## TASK DIRECTIONS
Copy exactly, line for line, the part of the listing from the line containing "If you would be willing to indicate the small" through its last line, and nothing else.

**** DATASET ENTRIES

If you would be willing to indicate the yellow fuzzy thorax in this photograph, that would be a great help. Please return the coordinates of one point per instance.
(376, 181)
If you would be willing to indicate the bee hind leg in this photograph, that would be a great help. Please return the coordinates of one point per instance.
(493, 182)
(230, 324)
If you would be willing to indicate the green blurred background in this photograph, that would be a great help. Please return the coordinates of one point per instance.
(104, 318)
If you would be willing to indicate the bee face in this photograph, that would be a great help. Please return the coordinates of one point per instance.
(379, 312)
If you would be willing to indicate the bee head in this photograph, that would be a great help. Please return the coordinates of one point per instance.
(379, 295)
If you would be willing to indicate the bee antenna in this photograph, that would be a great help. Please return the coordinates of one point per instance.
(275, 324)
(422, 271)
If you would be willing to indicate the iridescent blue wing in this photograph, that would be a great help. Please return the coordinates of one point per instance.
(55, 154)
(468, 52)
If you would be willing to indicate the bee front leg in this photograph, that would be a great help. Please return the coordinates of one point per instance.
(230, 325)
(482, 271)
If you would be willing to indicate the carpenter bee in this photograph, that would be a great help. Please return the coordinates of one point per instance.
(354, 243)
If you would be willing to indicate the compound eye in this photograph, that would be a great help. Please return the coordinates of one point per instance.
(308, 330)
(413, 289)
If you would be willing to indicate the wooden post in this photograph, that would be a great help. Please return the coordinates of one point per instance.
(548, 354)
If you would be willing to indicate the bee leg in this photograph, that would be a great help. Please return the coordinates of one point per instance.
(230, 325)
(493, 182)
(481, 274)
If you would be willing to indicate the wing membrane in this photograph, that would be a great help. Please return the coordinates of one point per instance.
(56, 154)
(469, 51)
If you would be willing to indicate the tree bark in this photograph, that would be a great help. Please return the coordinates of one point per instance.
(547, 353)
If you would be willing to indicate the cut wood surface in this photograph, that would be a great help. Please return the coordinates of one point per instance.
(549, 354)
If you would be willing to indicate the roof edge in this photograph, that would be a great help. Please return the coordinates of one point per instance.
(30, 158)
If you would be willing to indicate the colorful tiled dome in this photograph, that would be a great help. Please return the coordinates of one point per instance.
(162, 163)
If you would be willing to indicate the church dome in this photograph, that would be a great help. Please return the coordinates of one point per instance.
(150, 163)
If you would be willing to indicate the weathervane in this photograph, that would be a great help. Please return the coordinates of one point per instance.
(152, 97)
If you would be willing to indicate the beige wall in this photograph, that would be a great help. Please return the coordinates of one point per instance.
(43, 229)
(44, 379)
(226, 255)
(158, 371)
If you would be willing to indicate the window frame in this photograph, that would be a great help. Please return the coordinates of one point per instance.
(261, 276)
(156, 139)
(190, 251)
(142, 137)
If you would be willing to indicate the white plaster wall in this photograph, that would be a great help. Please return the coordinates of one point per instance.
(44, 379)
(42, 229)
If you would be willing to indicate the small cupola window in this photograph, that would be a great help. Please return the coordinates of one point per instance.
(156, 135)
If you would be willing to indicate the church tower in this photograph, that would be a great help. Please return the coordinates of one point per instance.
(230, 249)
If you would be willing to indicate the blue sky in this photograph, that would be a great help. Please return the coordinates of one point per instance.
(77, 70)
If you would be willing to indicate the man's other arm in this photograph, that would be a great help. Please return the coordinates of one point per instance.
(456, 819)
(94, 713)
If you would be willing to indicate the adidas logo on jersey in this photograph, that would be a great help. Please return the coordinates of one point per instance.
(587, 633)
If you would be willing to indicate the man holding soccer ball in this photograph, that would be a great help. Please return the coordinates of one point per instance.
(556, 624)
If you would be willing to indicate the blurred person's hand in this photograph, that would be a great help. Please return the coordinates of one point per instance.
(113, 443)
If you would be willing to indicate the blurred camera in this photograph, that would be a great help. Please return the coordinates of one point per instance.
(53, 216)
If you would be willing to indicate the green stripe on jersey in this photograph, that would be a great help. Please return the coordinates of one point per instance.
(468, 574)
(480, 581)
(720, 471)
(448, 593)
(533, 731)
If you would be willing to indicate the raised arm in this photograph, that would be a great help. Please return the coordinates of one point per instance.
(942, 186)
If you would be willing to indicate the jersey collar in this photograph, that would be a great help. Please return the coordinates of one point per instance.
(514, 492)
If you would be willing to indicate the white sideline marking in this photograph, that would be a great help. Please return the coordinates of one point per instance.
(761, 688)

********

## TASK RESULT
If you would be willing to indicate the small cupola window in this photograph, that would be a great help. Please return the coordinates of one point per instance.
(156, 135)
If you would be willing to indicate the church tower in this photograph, that would be a great help. Please return the coordinates of one point per instance.
(230, 249)
If you would be willing to indicate the blue sky in this photograph, that would be a great help. Please return the coordinates of one point per instance.
(77, 70)
If you would be willing to indicate the man's other arm in this photograph, that would be a great help. Please return the coordinates of one point per instance.
(456, 819)
(94, 713)
If you would be willing to indicate the adidas logo on jersey in this photograph, that would be a great help. Please return the coordinates of one point per instance.
(587, 633)
If you would be willing to indicate the man holding soccer ball in this photograph, that would be a great help. Please return the coordinates of one point per instance.
(556, 624)
If you would be willing to indicate the blurred person's hand in this photograph, that would be a great help. Please return the coordinates of one point per instance.
(113, 443)
If you would be willing to indicate the blurred camera in this photograph, that would be a great help. Please return the coordinates of one point per instance.
(53, 216)
If you would be willing to indicate the green stripe on jersey in this photograph, that would be a great help. Please return the coordinates of one point per instance.
(468, 574)
(480, 581)
(720, 471)
(448, 593)
(533, 731)
If you would be willing to indicate the raised arm in this photograph, that would be a great help. Please return the coordinates of one point per instance.
(942, 186)
If you would be willing to indicate the jersey collar in this photograph, that would be a great help. Please return the coordinates of one point per instance.
(514, 492)
If you would be willing to indicate the white sideline marking in this photograph, that would be a great help. Please return the coordinates of one point per instance.
(761, 688)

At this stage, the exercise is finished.